▶ [Input]:
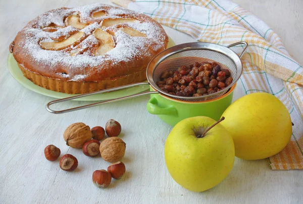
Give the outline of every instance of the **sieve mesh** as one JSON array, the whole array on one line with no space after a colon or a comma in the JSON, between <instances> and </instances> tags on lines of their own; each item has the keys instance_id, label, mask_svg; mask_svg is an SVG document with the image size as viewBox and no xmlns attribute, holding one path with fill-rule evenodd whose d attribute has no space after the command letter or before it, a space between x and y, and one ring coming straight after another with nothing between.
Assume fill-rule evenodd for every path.
<instances>
[{"instance_id":1,"label":"sieve mesh","mask_svg":"<svg viewBox=\"0 0 303 204\"><path fill-rule=\"evenodd\" d=\"M233 79L232 83L223 90L212 94L198 97L180 97L169 94L162 91L161 89L157 85L157 82L161 81L161 76L165 71L177 71L178 68L182 65L189 66L195 62L199 63L203 62L217 62L221 68L228 69L230 71L231 75ZM240 70L239 70L240 68ZM162 60L155 67L153 73L153 79L155 82L153 86L159 91L167 96L175 99L187 101L200 101L214 99L219 97L226 93L236 82L236 77L238 72L241 72L242 67L237 69L235 62L231 58L227 55L216 51L207 49L193 49L190 50L181 50L173 54Z\"/></svg>"}]
</instances>

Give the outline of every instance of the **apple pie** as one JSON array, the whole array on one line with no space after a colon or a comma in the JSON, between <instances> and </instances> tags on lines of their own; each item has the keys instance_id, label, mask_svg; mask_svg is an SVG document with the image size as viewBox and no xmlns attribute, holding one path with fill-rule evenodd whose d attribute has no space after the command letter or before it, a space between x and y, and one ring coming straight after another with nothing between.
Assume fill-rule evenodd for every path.
<instances>
[{"instance_id":1,"label":"apple pie","mask_svg":"<svg viewBox=\"0 0 303 204\"><path fill-rule=\"evenodd\" d=\"M168 36L151 18L103 4L62 8L30 21L10 51L35 84L85 93L145 81Z\"/></svg>"}]
</instances>

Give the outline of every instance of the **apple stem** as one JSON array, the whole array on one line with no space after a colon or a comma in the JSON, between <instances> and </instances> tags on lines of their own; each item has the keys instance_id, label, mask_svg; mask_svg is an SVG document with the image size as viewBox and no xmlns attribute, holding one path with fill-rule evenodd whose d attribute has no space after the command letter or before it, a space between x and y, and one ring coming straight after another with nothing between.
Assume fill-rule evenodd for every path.
<instances>
[{"instance_id":1,"label":"apple stem","mask_svg":"<svg viewBox=\"0 0 303 204\"><path fill-rule=\"evenodd\" d=\"M213 127L214 127L214 126L215 125L216 125L217 124L219 123L220 122L221 122L221 121L223 120L224 119L225 119L225 118L224 116L223 116L222 117L221 117L221 119L220 119L220 120L219 120L218 121L217 121L217 122L216 122L215 123L214 123L214 124L213 124L213 125L211 126L210 127L209 127L209 128L208 128L208 129L207 129L206 130L205 130L205 131L204 131L204 132L203 132L203 134L202 134L202 135L198 135L198 136L197 137L197 138L203 138L203 137L204 137L204 136L205 136L205 134L206 134L206 133L207 133L207 132L208 132L208 131L210 130L210 129L212 129Z\"/></svg>"}]
</instances>

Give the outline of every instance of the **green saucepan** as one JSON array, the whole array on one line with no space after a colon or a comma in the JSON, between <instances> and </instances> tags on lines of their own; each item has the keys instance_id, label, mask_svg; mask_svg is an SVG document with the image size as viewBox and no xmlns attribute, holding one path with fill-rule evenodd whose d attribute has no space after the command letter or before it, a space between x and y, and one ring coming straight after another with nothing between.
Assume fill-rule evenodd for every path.
<instances>
[{"instance_id":1,"label":"green saucepan","mask_svg":"<svg viewBox=\"0 0 303 204\"><path fill-rule=\"evenodd\" d=\"M235 86L234 84L221 97L205 101L184 101L162 94L152 94L146 109L150 113L157 115L161 120L172 126L183 119L200 115L218 120L231 104ZM150 90L155 91L153 88L150 88Z\"/></svg>"}]
</instances>

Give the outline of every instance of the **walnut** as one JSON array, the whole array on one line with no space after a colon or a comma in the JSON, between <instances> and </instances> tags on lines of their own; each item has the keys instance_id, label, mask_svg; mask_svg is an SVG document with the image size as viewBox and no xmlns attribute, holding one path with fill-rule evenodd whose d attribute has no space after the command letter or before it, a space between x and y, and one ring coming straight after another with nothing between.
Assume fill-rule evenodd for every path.
<instances>
[{"instance_id":1,"label":"walnut","mask_svg":"<svg viewBox=\"0 0 303 204\"><path fill-rule=\"evenodd\" d=\"M125 143L120 138L108 138L100 144L101 157L108 162L118 162L124 156L126 148Z\"/></svg>"},{"instance_id":2,"label":"walnut","mask_svg":"<svg viewBox=\"0 0 303 204\"><path fill-rule=\"evenodd\" d=\"M66 145L73 148L82 148L83 144L91 140L90 128L82 122L72 124L63 133Z\"/></svg>"}]
</instances>

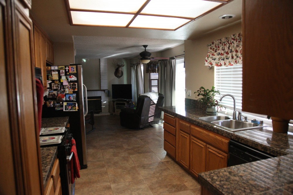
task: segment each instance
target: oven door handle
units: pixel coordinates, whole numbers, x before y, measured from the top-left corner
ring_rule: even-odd
[[[71,152],[71,154],[70,154],[70,156],[67,156],[66,157],[66,160],[67,160],[67,162],[70,162],[70,160],[71,160],[71,159],[72,158],[72,156],[73,156],[73,152]]]

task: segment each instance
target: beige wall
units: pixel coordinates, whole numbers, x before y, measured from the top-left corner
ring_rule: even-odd
[[[66,66],[74,64],[73,43],[54,42],[54,65]]]
[[[191,91],[191,96],[188,96],[186,93],[186,98],[195,99],[193,93],[200,87],[210,88],[214,85],[214,67],[208,69],[204,66],[207,54],[207,45],[241,31],[241,23],[239,23],[195,40],[185,41],[185,87]]]
[[[82,66],[84,83],[88,90],[101,89],[101,79],[100,69],[100,59],[91,58],[75,59],[76,64]]]

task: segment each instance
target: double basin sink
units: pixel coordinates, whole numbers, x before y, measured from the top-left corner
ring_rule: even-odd
[[[261,128],[268,126],[265,125],[232,119],[230,117],[226,116],[204,117],[198,118],[231,131]]]

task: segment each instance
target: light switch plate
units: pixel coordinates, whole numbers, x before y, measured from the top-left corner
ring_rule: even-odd
[[[191,90],[187,90],[187,96],[191,96]]]

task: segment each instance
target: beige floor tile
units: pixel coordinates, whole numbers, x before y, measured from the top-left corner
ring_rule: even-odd
[[[161,162],[137,166],[144,178],[173,174],[171,170]]]
[[[86,160],[88,161],[102,160],[103,155],[101,150],[87,148]]]
[[[129,155],[126,150],[124,148],[102,150],[102,153],[104,158]]]
[[[111,185],[113,194],[119,195],[152,195],[148,185],[143,179],[115,184]]]
[[[189,190],[168,194],[168,195],[194,195],[194,194],[191,190]]]
[[[147,144],[146,145],[154,152],[165,151],[163,142],[159,144]]]
[[[97,160],[88,160],[88,169],[93,169],[98,170],[105,170],[106,165],[104,162],[104,159]]]
[[[124,146],[127,153],[130,155],[136,154],[144,154],[152,152],[149,147],[146,145],[135,146]]]
[[[185,171],[182,167],[173,160],[164,161],[163,162],[174,173]]]
[[[81,170],[80,178],[75,180],[75,189],[81,189],[109,184],[110,182],[106,170],[87,169]]]
[[[164,194],[188,190],[175,174],[144,179],[154,194]]]
[[[194,189],[200,187],[200,184],[192,176],[185,172],[175,174],[182,181],[189,189]]]
[[[105,142],[100,143],[100,149],[107,150],[112,148],[122,148],[123,145],[120,141],[113,141],[111,142]]]
[[[155,154],[158,157],[158,158],[160,159],[161,161],[167,161],[168,160],[171,160],[172,159],[168,156],[167,154],[166,151],[160,151],[159,152],[154,152]]]
[[[108,169],[107,171],[111,184],[143,179],[135,166]]]
[[[129,156],[113,157],[104,159],[107,169],[115,169],[121,167],[130,167],[134,165]]]
[[[136,165],[161,161],[160,159],[153,153],[133,154],[130,155],[130,157]]]
[[[74,192],[75,195],[111,195],[113,194],[111,186],[93,187],[86,188],[77,189]]]
[[[164,141],[157,136],[143,138],[141,139],[146,145],[159,145],[164,143]]]
[[[200,195],[201,194],[201,189],[200,187],[195,189],[192,189],[190,190],[195,195]]]

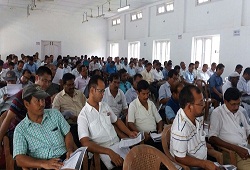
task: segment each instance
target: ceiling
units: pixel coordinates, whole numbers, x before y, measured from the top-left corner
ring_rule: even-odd
[[[127,4],[130,5],[129,10],[134,10],[158,1],[162,0],[127,0]],[[105,14],[104,17],[109,18],[119,14],[117,9],[126,6],[126,0],[0,0],[0,7],[10,9],[27,9],[28,5],[30,5],[30,13],[32,13],[32,10],[69,15],[83,15],[84,12],[87,12],[89,17],[91,16],[91,10],[93,17],[98,16],[99,7],[99,16],[103,13]]]

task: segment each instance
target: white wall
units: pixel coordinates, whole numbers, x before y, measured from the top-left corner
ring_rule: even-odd
[[[151,61],[153,40],[168,39],[171,43],[170,59],[174,65],[180,61],[188,64],[191,61],[192,37],[220,34],[220,62],[226,66],[223,76],[228,76],[238,63],[244,67],[250,65],[249,0],[212,0],[199,6],[196,6],[196,0],[175,0],[174,12],[156,15],[157,4],[164,2],[138,9],[143,11],[140,21],[130,22],[127,18],[131,12],[119,15],[122,20],[118,26],[112,26],[110,18],[107,55],[109,43],[119,42],[120,56],[124,57],[128,54],[128,42],[140,41],[141,57]],[[240,30],[240,36],[233,36],[234,30]],[[182,35],[182,39],[178,39],[178,35]]]
[[[2,59],[41,52],[36,42],[61,41],[62,55],[106,55],[107,20],[91,19],[82,23],[82,16],[26,9],[0,9],[0,54]],[[41,56],[41,58],[43,58]]]

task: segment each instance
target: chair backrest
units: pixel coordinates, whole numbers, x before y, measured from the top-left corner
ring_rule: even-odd
[[[152,170],[160,169],[163,163],[168,169],[177,170],[171,160],[158,149],[149,145],[138,145],[133,147],[127,154],[123,170]]]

▶ [Given exercise]: Return every line of the entries that contains the word "target", copying each line in full. Treat uppercase and lowercase as different.

▶ [Full output]:
target: oven door handle
target: beige wall
target: double basin sink
target: light switch plate
target: beige floor tile
target: ceiling
target: white wall
target: chair backrest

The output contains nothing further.